▶ [Supplied passage]
----
Description of problem: After "Remove lock recovery logic from client and server protocol translators" patch commit, causing add fcntl lock on the file twice. Version-Release number of selected component (if applicable): gluster-6.0 How reproducible: Steps to Reproduce: 1.afr 2*3 volume 2.add fcntl F_WRLCK lock on the file1 3.make sure which afr group store the file1 and kill the group's glusterfsd 4.add fcntl F_WRLCK lock on the file1 again and success 5.gluster v start afr force 6.unlock fcntl lock success Actual results: can add fcntl lock twice Expected results: can not add fcntl lock twice Additional info:
Leaving a need-info on Anoop who authored the patch to comment on the bug.
(In reply to yinkui from comment #0) > Steps to Reproduce: > 1.afr 2*3 volume > 2.add fcntl F_WRLCK lock on the file1 > 3.make sure which afr group store the file1 and kill the group's glusterfsd > 4.add fcntl F_WRLCK lock on the file1 again and success > 5.gluster v start afr force > 6.unlock fcntl lock success How are you trying to acquire F_WRLCK(Is it a hand-written program or some other existing utility)? What do you mean by "afr group"? Did you mean replica brick processes hosting the file? Can you paste the output of `gluster v info`?
1、the test file is a hand-written program.for example: struct flock _lock; char d[10] = {0}; char a; _lock.l_type = F_WRLCK; _lock.l_whence = SEEK_SET; _lock.l_start = 0; _lock.l_len = 0; int file = open( "/mnt/fourth_file5.txt",O_CREAT|O_RDWR,S_IRWXU|S_IRGRP|S_IWGRP|S_IRWXO ); if ( file<0 ) { puts( "open error" ); return 0; } int ret = fcntl( file,F_SETLK,&_lock ); if ( ret < 0 ) { printf(" errno: %s\n", strerror(errno)); close( file ); return 0; } puts( "getchar ..." ); a = getchar(); printf(" char: %c\n", a); _lock.l_type = F_UNLCK; _lock.l_whence = SEEK_SET; _lock.l_start = 0; _lock.l_len = 0; ret = fcntl( file,F_SETLK,&_lock ); if ( ret < 0 ) { puts( "unlock error" ); printf(" errno: %s\n", strerror(errno)); } close( file ); 2、"afr group" means the lock file fourth_file5.txt which bricks store it. And kill all glusterfsd which bricks store the fourth_file5.txt. Then start all glusterfsd force and run the hand-written program again. It's also can add lock on the fourth_file5.txt. It's not true add the F_SETLK lock twice on the same file.
----
▶ [Data supplied]
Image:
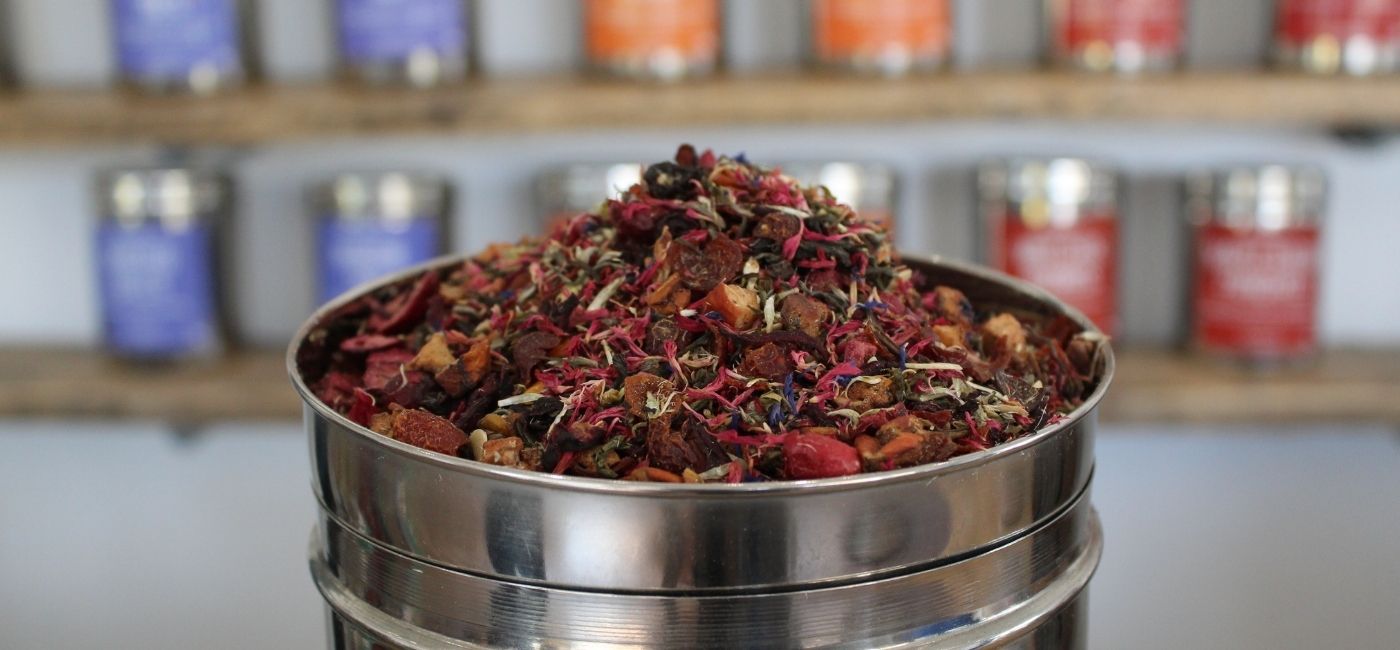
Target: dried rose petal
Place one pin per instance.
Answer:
(427, 430)
(819, 457)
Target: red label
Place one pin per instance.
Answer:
(1301, 21)
(1256, 292)
(1077, 262)
(1152, 24)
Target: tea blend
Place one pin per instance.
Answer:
(718, 322)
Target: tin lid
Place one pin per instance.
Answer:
(1049, 189)
(389, 195)
(1267, 196)
(168, 194)
(860, 185)
(583, 185)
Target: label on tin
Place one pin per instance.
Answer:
(357, 251)
(170, 38)
(844, 30)
(1301, 21)
(157, 287)
(391, 30)
(1256, 292)
(1155, 25)
(632, 30)
(1077, 264)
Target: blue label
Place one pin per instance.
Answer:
(157, 289)
(168, 38)
(391, 30)
(357, 251)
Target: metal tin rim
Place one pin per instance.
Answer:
(1003, 594)
(584, 483)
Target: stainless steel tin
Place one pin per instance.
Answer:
(382, 195)
(1264, 196)
(591, 534)
(868, 188)
(1113, 55)
(564, 191)
(893, 59)
(1060, 189)
(207, 79)
(664, 62)
(1028, 593)
(423, 67)
(1350, 45)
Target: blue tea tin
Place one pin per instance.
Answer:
(415, 42)
(370, 224)
(181, 45)
(158, 261)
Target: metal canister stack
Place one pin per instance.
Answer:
(1256, 233)
(368, 224)
(158, 255)
(415, 549)
(1054, 222)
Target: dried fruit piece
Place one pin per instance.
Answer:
(648, 395)
(434, 356)
(769, 360)
(738, 306)
(531, 349)
(427, 430)
(819, 457)
(1007, 329)
(804, 314)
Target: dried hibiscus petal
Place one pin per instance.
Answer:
(819, 457)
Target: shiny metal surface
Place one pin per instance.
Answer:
(1059, 189)
(423, 67)
(1264, 196)
(382, 195)
(578, 533)
(1022, 594)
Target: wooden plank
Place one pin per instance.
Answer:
(552, 104)
(1152, 385)
(1341, 385)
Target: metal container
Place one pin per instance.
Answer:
(403, 42)
(867, 187)
(1256, 233)
(1117, 35)
(196, 46)
(1054, 222)
(1337, 37)
(374, 223)
(504, 558)
(563, 192)
(1028, 593)
(655, 39)
(879, 37)
(158, 261)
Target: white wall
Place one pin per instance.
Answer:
(46, 279)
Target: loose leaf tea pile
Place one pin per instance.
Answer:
(718, 322)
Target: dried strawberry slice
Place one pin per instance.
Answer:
(405, 310)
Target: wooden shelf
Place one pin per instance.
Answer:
(1152, 385)
(270, 114)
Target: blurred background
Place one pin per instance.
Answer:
(182, 182)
----
▶ [What the exercise asks] Transcribe the gluster fcntl lock bug thread word for word, starting at "Description of problem: After" and ending at "on the bug.".

▶ [Solution]
Description of problem: After "Remove lock recovery logic from client and server protocol translators" patch commit, causing add fcntl lock on the file twice. Version-Release number of selected component (if applicable): gluster-6.0 How reproducible: Steps to Reproduce: 1.afr 2*3 volume 2.add fcntl F_WRLCK lock on the file1 3.make sure which afr group store the file1 and kill the group's glusterfsd 4.add fcntl F_WRLCK lock on the file1 again and success 5.gluster v start afr force 6.unlock fcntl lock success Actual results: can add fcntl lock twice Expected results: can not add fcntl lock twice Additional info:
Leaving a need-info on Anoop who authored the patch to comment on the bug.